===== Page extract =====

Skip to content

Plan: Infrastructure Hardening

Status

State: Active Started: 2026-05-14

Context

Shuttle underwent a comprehensive hardening audit covering restart policies, healthchecks, secrets management, resource limits, capability dropping, and autoheal coverage. Sepia has none of these improvements. Several gaps leave services vulnerable to cascading failures and reduce observability.

Current state of sepia: - Restart policies: All 14 services have restart: unless-stopped ✓ - Healthchecks: Only 4/14 services have healthchecks (docs, dsmr, dsmrdb, influxdb, seafile) - Resource limits: None set on any service - cap_drop: None applied to any service - Autoheal: No autoheal container or labels exist - Docker socket mounts: Not reviewed - Docker daemon config: No /etc/docker/daemon.json (no global log rotation) - depends_on: Minimal, no condition: service_healthy used

Goals

  • [ ] Add healthchecks to all 10 services currently missing them
  • [ ] Add cap_drop: [all] to HTTP-only services (where compatible)

===== Dataset excerpts =====

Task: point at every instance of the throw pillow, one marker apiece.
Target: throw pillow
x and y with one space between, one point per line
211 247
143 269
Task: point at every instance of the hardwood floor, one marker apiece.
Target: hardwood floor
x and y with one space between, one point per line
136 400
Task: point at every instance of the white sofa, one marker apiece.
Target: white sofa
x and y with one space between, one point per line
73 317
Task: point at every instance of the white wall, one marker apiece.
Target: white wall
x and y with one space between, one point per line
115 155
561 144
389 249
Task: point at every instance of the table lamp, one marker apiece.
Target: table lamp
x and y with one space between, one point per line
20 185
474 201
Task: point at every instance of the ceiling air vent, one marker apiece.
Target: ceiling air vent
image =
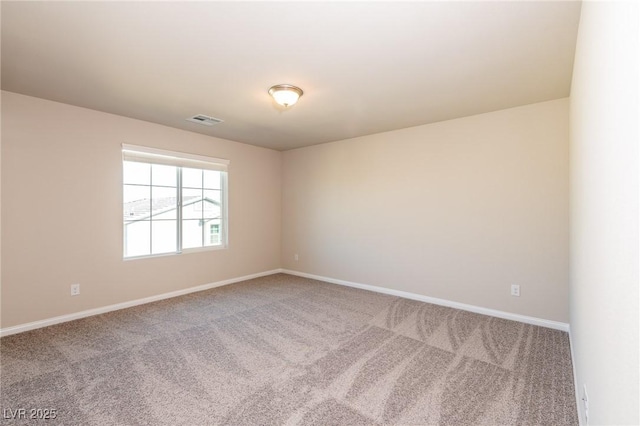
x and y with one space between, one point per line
204 119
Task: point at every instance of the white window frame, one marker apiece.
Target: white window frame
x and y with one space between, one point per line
150 155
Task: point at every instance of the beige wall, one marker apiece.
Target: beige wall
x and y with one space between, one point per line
604 211
62 211
457 210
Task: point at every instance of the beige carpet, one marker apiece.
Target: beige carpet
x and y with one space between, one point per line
288 350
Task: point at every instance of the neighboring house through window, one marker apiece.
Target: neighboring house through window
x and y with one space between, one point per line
172 201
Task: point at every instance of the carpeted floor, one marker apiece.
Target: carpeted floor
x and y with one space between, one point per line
289 350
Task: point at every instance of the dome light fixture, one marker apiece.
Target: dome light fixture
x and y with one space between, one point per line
285 94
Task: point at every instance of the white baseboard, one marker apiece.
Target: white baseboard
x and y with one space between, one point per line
443 302
97 311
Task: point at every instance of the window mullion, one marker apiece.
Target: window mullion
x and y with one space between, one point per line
179 208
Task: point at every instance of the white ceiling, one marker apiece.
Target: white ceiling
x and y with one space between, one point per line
365 67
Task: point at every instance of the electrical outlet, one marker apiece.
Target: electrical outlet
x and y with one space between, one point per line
585 404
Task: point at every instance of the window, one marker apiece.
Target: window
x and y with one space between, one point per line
172 201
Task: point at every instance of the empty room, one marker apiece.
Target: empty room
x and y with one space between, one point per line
320 213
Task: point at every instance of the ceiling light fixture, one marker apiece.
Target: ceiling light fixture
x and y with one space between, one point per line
285 94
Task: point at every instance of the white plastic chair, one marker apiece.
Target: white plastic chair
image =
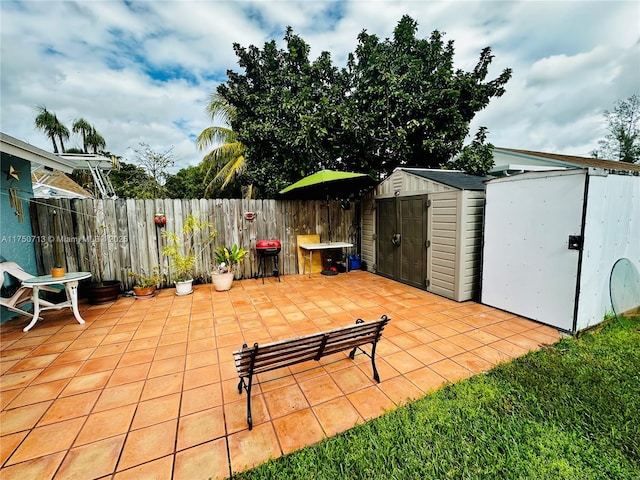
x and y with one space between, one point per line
22 296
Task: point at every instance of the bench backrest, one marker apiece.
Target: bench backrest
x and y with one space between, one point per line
271 356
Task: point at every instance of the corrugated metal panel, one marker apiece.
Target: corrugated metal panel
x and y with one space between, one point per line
368 242
470 251
441 255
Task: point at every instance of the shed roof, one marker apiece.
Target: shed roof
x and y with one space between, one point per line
573 161
452 178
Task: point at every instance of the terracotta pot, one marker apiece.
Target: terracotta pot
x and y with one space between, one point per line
105 292
57 272
222 281
184 288
144 292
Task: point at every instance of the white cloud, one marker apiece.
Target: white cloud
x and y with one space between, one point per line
92 59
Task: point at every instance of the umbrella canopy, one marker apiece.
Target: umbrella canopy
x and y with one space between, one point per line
329 185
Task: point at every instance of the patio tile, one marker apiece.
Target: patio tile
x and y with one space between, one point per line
450 370
200 427
22 418
472 362
69 407
298 430
160 386
319 389
157 469
129 374
351 379
41 468
204 462
148 444
235 413
370 402
337 415
86 383
446 347
9 443
92 460
403 362
106 424
152 385
45 440
250 448
285 400
38 393
157 410
118 396
400 390
137 357
18 380
509 348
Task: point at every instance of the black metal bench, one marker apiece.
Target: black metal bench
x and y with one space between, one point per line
270 356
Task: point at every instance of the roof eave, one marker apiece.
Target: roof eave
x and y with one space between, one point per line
20 149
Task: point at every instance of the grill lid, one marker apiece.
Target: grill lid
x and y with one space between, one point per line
268 244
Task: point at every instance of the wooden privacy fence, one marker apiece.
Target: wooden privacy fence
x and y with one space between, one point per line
122 234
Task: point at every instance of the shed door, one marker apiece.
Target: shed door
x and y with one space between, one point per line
528 268
401 237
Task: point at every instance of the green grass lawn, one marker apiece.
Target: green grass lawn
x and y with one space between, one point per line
570 411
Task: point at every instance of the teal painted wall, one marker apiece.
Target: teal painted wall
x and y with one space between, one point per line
16 239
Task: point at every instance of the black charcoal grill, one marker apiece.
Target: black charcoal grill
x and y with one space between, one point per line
268 249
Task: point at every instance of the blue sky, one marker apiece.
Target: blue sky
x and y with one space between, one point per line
142 71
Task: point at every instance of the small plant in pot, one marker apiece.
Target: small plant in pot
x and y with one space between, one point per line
182 251
146 285
227 259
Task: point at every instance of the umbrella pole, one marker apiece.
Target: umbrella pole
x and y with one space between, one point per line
329 217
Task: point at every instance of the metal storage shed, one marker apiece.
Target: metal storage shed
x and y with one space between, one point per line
551 240
423 227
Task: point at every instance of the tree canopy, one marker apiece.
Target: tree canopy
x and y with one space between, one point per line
623 140
398 101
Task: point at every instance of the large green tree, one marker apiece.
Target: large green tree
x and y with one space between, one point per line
623 140
285 108
399 101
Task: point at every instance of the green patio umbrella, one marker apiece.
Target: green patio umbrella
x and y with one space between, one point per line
329 185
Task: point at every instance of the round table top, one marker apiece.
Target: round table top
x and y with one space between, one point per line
49 280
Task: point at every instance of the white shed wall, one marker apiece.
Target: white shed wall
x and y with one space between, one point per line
527 266
612 231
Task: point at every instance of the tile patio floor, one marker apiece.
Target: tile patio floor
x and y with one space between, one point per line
148 389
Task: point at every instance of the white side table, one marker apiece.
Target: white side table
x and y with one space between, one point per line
70 283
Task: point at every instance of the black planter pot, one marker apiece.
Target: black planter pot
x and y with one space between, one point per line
105 292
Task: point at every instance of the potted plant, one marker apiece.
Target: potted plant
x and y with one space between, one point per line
146 285
181 251
227 259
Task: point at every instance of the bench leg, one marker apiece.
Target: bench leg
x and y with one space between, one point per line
352 355
247 387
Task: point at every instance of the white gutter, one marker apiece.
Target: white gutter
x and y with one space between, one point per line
28 152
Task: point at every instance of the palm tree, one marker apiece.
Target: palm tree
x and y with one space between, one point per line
82 127
61 132
46 121
95 140
227 159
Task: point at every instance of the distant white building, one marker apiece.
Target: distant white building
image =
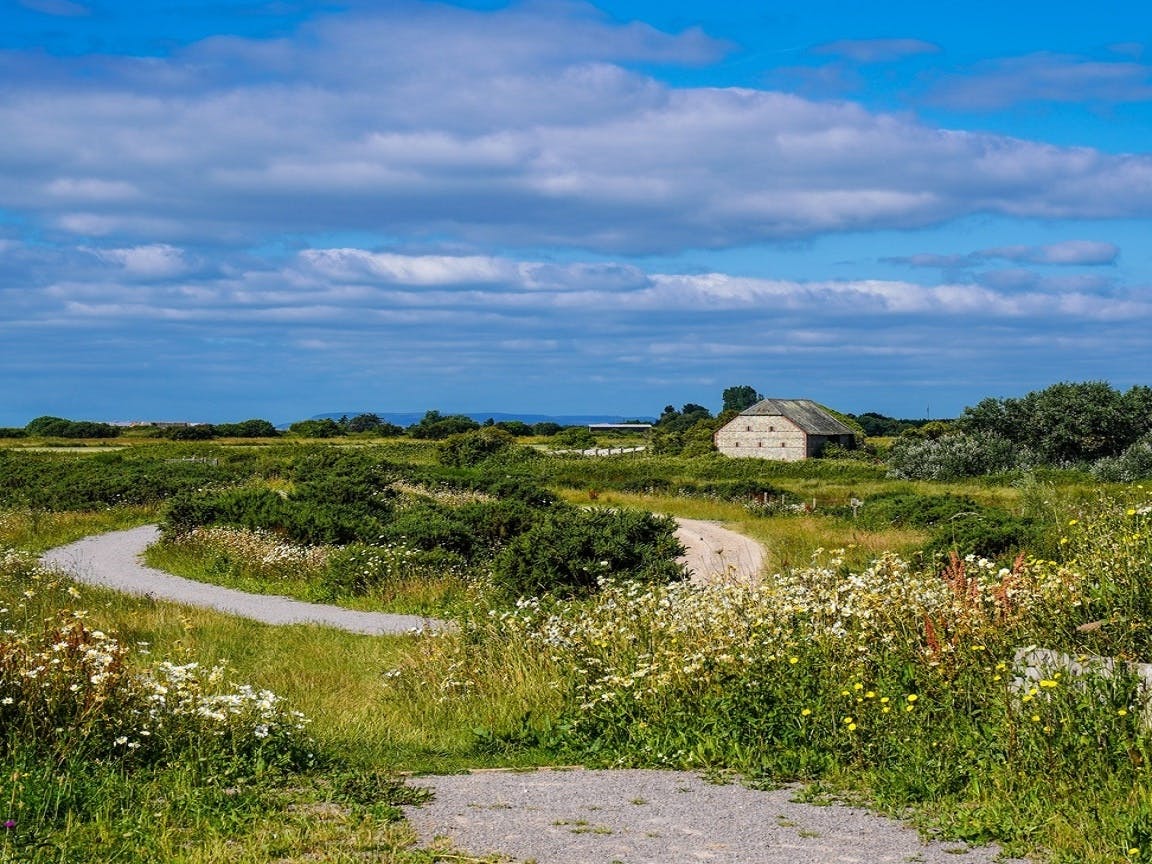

=====

◆ **What this exercise asks**
- a) In the infrastructure hardening plan, what restart policy do all 14 sepia services have?
- b) Answer yes or no for each statement according to the infrastructure hardening plan, and quote the deciding words of the plan: (i) Sepia already has an autoheal container. (ii) No sepia service has resource limits set. (iii) Sepia has a /etc/docker/daemon.json file.

◆ **Answers to the exercises**
- a) restart: unless-stopped

- b)
(i) No: "Autoheal: No autoheal container or labels exist"
(ii) Yes: "Resource limits: None set on any service"
(iii) No: "Docker daemon config: No /etc/docker/daemon.json (no global log rotation)"